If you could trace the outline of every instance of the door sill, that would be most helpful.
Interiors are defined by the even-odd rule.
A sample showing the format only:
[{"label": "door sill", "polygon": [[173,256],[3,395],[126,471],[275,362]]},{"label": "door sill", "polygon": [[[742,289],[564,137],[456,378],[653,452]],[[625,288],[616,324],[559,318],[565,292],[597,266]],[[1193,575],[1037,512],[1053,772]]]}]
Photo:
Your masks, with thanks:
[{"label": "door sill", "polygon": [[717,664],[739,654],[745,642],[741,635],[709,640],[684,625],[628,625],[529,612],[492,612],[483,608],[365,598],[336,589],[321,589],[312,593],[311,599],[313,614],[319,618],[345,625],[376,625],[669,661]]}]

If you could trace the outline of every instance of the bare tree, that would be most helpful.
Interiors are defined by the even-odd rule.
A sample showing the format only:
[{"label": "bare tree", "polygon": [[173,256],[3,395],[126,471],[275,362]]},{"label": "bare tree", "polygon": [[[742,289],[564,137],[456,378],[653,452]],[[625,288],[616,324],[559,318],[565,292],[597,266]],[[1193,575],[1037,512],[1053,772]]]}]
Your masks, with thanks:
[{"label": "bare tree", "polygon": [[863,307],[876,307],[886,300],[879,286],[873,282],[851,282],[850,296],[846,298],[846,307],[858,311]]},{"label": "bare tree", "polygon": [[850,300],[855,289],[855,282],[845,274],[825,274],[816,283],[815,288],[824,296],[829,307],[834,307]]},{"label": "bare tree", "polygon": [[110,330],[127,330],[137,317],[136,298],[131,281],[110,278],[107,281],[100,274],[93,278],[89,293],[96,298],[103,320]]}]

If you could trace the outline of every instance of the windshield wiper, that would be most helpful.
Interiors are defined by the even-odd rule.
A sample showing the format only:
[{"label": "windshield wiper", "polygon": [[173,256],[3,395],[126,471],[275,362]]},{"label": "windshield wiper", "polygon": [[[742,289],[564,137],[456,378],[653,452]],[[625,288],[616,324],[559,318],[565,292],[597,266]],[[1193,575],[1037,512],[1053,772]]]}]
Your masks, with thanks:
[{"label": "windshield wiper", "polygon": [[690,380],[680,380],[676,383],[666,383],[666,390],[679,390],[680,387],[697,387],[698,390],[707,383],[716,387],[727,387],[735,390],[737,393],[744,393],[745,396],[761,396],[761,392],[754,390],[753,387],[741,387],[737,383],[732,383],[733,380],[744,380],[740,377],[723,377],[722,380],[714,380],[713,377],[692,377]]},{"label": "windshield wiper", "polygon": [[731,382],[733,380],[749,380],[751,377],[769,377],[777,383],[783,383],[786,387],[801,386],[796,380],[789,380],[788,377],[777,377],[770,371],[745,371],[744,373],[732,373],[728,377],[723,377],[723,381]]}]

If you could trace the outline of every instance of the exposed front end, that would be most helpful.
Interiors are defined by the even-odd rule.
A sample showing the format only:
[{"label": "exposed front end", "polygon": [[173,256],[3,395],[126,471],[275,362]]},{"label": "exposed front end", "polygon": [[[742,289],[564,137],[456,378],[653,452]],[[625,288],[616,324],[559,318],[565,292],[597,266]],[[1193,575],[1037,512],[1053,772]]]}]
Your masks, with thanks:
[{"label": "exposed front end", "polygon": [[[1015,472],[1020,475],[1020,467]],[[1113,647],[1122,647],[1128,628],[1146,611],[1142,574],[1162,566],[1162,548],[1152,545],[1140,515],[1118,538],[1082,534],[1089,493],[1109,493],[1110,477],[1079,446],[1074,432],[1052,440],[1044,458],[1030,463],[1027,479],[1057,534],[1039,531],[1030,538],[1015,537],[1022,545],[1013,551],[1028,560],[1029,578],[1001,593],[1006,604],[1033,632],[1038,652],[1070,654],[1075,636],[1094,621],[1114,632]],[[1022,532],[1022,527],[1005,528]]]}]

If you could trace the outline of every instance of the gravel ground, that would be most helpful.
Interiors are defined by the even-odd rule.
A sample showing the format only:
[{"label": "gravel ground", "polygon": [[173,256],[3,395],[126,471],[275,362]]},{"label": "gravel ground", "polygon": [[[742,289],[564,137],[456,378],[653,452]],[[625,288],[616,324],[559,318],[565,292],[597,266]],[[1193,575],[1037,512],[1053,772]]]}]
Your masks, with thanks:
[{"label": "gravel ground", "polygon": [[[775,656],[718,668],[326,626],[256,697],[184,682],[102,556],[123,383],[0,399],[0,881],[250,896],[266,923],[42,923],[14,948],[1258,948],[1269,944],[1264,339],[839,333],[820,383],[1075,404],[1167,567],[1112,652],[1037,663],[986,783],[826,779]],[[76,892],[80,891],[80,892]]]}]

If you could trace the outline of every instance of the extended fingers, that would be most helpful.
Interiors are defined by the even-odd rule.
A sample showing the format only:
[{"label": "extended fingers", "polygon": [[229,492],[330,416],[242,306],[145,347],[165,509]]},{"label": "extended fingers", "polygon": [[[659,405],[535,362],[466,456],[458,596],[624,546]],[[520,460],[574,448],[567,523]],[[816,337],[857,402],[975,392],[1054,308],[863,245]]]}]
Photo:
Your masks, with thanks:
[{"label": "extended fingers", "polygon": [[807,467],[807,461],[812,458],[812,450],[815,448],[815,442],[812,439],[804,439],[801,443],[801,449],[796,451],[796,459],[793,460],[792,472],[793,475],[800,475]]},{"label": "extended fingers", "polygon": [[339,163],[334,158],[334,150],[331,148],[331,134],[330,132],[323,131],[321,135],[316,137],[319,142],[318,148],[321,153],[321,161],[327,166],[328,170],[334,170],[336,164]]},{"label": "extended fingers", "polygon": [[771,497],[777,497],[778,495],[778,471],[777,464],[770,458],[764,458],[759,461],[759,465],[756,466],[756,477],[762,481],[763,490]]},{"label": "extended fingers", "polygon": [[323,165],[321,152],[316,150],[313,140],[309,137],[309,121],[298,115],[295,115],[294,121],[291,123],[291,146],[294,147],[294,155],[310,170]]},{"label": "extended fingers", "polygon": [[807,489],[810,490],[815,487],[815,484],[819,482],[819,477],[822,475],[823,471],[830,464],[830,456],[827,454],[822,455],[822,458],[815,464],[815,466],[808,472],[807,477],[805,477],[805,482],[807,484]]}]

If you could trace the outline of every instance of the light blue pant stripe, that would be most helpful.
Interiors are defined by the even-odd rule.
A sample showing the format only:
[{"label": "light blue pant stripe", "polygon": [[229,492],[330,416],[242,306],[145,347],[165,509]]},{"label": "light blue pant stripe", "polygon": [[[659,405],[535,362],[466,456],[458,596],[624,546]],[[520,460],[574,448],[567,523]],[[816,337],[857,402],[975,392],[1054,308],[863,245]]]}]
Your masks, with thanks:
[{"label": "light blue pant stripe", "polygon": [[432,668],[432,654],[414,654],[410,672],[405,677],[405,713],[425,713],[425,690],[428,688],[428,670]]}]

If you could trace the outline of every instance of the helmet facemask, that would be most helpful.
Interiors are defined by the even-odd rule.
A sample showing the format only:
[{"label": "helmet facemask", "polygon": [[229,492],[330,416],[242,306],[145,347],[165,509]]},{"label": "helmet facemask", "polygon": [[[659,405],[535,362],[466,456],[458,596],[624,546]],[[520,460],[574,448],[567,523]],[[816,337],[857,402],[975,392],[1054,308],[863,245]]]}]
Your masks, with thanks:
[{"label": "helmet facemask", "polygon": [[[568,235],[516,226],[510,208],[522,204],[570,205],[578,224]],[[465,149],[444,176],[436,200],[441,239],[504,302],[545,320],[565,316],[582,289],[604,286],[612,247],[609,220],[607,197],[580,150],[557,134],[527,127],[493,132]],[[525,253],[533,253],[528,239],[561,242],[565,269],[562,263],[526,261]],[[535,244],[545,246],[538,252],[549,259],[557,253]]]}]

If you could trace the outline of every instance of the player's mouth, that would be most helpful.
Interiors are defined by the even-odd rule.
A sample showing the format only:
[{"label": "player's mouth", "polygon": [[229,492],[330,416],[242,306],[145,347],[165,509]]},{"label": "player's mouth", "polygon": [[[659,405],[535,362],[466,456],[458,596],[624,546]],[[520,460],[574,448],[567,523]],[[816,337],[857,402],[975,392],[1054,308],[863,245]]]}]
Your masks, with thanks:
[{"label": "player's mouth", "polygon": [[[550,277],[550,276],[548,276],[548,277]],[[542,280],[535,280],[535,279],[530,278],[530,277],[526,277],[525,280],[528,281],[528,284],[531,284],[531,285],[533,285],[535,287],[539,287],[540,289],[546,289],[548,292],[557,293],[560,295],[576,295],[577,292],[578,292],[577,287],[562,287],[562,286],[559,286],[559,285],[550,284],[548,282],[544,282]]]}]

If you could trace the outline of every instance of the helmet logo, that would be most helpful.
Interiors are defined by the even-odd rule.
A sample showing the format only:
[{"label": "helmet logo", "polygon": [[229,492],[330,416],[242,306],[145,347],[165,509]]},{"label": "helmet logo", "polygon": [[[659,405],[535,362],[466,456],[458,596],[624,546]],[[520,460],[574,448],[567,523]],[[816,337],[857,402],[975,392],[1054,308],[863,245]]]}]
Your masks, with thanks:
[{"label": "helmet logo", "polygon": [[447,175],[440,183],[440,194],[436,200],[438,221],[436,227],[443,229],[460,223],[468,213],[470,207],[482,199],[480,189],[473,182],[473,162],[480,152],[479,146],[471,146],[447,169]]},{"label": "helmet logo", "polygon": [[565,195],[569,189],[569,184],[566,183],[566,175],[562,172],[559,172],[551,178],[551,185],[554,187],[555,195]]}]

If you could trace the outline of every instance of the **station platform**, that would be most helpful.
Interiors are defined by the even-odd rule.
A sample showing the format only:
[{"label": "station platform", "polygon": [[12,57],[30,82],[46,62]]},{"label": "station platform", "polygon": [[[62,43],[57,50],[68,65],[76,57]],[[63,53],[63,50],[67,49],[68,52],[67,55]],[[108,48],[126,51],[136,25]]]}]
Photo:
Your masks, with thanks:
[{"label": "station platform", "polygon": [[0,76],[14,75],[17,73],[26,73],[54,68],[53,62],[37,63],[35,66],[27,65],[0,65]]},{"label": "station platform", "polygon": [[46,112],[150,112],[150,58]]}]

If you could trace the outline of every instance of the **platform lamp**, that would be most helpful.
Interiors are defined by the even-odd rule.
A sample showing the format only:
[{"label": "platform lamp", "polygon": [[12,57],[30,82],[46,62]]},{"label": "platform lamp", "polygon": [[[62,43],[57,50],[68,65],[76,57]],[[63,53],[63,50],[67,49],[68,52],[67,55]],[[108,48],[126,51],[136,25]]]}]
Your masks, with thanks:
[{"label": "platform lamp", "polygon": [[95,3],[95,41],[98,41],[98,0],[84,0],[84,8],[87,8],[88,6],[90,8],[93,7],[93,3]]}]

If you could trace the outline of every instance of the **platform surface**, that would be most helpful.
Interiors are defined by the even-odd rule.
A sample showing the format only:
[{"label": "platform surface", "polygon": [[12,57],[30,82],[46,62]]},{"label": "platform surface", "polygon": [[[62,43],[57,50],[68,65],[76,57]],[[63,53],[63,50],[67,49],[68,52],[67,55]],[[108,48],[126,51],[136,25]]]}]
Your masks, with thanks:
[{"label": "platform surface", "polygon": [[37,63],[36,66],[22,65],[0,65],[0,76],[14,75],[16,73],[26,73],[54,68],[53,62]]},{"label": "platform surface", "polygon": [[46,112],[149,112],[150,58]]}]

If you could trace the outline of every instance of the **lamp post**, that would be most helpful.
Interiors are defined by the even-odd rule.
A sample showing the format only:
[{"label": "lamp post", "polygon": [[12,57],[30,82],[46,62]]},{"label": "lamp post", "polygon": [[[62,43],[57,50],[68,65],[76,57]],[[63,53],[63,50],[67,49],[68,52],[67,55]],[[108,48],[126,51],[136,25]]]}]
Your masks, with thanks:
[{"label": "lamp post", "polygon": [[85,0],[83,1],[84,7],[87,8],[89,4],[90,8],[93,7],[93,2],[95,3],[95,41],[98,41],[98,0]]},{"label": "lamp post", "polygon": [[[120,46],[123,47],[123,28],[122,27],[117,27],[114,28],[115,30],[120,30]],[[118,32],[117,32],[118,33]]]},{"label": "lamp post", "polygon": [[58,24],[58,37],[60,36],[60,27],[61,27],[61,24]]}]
- - -
**Aim of the exercise**:
Reproduce verbatim the portion of the listing above that begins with the line containing "surface**, that would be most helpful." and continues through the last line of the listing, including both ends.

**The reply**:
If you could trace the outline of every instance of the **platform surface**, that would be most helpful.
Interiors are defined by the even-odd rule.
A sample showing the format only:
[{"label": "platform surface", "polygon": [[12,57],[30,82],[46,62]]},{"label": "platform surface", "polygon": [[[62,43],[57,50],[68,65],[76,57]],[[63,53],[63,50],[67,49],[68,52],[67,55]],[[108,48],[126,51],[136,25]]]}]
Your masks, with thanks:
[{"label": "platform surface", "polygon": [[37,63],[36,66],[22,65],[0,65],[0,76],[14,75],[16,73],[26,73],[54,68],[53,62]]},{"label": "platform surface", "polygon": [[46,112],[149,112],[150,58]]}]

If you could trace the outline of every instance of the **lamp post**, that would be most helpful.
Interiors are defined by the even-odd rule.
A sample showing the format only:
[{"label": "lamp post", "polygon": [[12,57],[30,82],[46,62]]},{"label": "lamp post", "polygon": [[[62,43],[57,50],[68,65],[76,57]],[[63,53],[63,50],[67,49],[68,52],[67,55]],[[108,48],[126,51],[136,25]]]}]
Your masks, with thanks:
[{"label": "lamp post", "polygon": [[85,0],[83,1],[84,7],[87,8],[89,4],[90,8],[93,7],[93,2],[95,3],[95,41],[98,41],[98,0]]},{"label": "lamp post", "polygon": [[[120,46],[123,47],[123,28],[122,27],[117,27],[114,28],[115,30],[120,30]],[[118,32],[117,32],[118,33]]]},{"label": "lamp post", "polygon": [[58,24],[58,37],[60,36],[60,27],[61,27],[61,24]]}]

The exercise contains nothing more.